··· Text section ···

You can go on dreaming every night
But I’m not letting you out of my sight
I’m ten times the man than any guy around
But you’re just itchin’-twitchin’-itchin’ for a break

There’s too much talking for a night drive
Too much mist in front of my eyes
But I’m helpless in love with you
But you’re just looking for a break

I was always and forever daydreaming, and trying to sort out if I was like all the other girls I knew, or if I was as different as I thought I was. As it turns out, some of the signs I was too busy burying, or convincing myself weren’t what they really were (wanting to kiss my best friend, but telling myself it was just wanting to kiss); were the cause of much turmoil for me. It didn’t help that I was continually bullied. My parents told me what most parents told their kids, “If you ignore them, they’ll stop.” The problem was that they didn’t; I just didn’t talk about it as much, and I tried not to draw attention to myself. I buried myself in writing, reading, and music.

My high school years could take me a zillion years to speak about, and while I was still heavily influenced by my aunt for much of my music taste during those years, we had a falling out my senior year that resulted in us not really speaking for a couple of years. During this quite dark time for me, I spent much time listening to The Cure, Depeche Mode, Bowie, George Michael, and Duran Duran. Bowie started the ascent for me, because these men helped me to understand my quirks give me power, give me an identity which solely belongs to me. I have only one choice: to embrace me for all my imperfections, or to be my own worst enemy and not accept what makes me ME.

Please help me!
Who can I be now? You found me.
Who can I be? Fell apart, you found me.
Now can I be now? You found me.
Now can I be real?
Can I be real? Somebody real.

···

§ Goal 1: In the music memoir, what did the writer's parents say about the bullying?
§ Goal 2: Extend the music memoir beyond its final line, “Can I be real? Somebody real.”

··· Information provided ···

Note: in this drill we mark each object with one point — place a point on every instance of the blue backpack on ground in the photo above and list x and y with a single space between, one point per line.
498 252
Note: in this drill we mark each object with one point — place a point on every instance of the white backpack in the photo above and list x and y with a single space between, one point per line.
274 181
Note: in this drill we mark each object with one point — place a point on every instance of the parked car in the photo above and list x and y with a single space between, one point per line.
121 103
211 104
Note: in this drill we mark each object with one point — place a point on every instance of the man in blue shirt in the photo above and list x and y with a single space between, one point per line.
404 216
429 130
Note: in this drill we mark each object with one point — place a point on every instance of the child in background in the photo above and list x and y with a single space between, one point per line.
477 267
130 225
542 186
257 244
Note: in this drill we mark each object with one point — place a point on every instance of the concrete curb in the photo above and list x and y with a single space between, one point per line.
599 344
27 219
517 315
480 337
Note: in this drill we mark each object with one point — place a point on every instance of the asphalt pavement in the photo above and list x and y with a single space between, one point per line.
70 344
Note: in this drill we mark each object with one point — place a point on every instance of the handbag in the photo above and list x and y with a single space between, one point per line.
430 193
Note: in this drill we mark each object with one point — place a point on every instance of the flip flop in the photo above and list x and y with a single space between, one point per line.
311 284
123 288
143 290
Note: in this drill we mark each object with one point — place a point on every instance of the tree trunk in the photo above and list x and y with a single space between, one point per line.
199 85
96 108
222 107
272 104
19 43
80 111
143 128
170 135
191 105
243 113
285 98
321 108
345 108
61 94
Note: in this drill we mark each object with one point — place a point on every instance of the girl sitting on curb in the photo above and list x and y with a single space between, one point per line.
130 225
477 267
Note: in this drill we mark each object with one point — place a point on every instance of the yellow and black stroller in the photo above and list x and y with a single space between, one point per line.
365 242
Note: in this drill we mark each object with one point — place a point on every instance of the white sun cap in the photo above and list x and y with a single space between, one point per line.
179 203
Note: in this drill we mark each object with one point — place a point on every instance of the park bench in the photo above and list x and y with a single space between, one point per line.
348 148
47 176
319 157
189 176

···

§ Task answer 1: “If you ignore them, they’ll stop.”

§ Task answer 2:
From 1993-1999, I submersed myself in what I call my “goth years”. This means I let myself do all the things I wanted to do, and I made a wild array of choices. Many, many of them were not healthy choices, and for a variety of reasons. Some of them were good and have stuck with me to this day. On Halloween in 1993, the world lost a bright light as River Phoenix left this plane for the next. I’d been quite enamored with him, and I took his name as my pen name, partially to honor him, and partially to symbolize recognition of my changing life. Six months later, I discovered The Crow, and everything changed after I lost myself inside the dark world of James O’Barr’s world. I must have seen the film fifteen to twenty times in theatres, and when I found out it was a comic, I went hunting.

Wrong—
Love out of tune.
Sweet is the night,
Bright light destroys me!

I rekindled two friendships during this period, and both redirected me back to Bowie. In 1994, one of them brought me into the realms of Simon Gallup of The Cure. In 1995, I went to England with my aunt and thoroughly explored the island to which I’d still like to move. 1996-1997 brought me to Depeche Mode, and then 1998 brought me to terms with all that it meant to be me.

I fell in love. I’m talking arse over appetite, all in kind of love, and it was consuming. I’d posted some of my DM fan-fiction up on an Angelfire website, and linked my Depeche Mode email if they wanted to comment. She did, and we started talking on AOL instant messenger. Things I’d felt, things I’d wanted, things I’d been warned against in all my years of church going but found myself yearning for—they exploded in each conversation with Shanne. I even went up to visit her in Utah for a weekend, and the trip was amazing. A slight miscommunication when I returned to Texas split us up, and it wasn’t until 2002, on a chance instant messenger conversation—we were both in relationships at the time—that we were able to sort it out. Shanne was the one that got away, and she set the bar pretty damn high.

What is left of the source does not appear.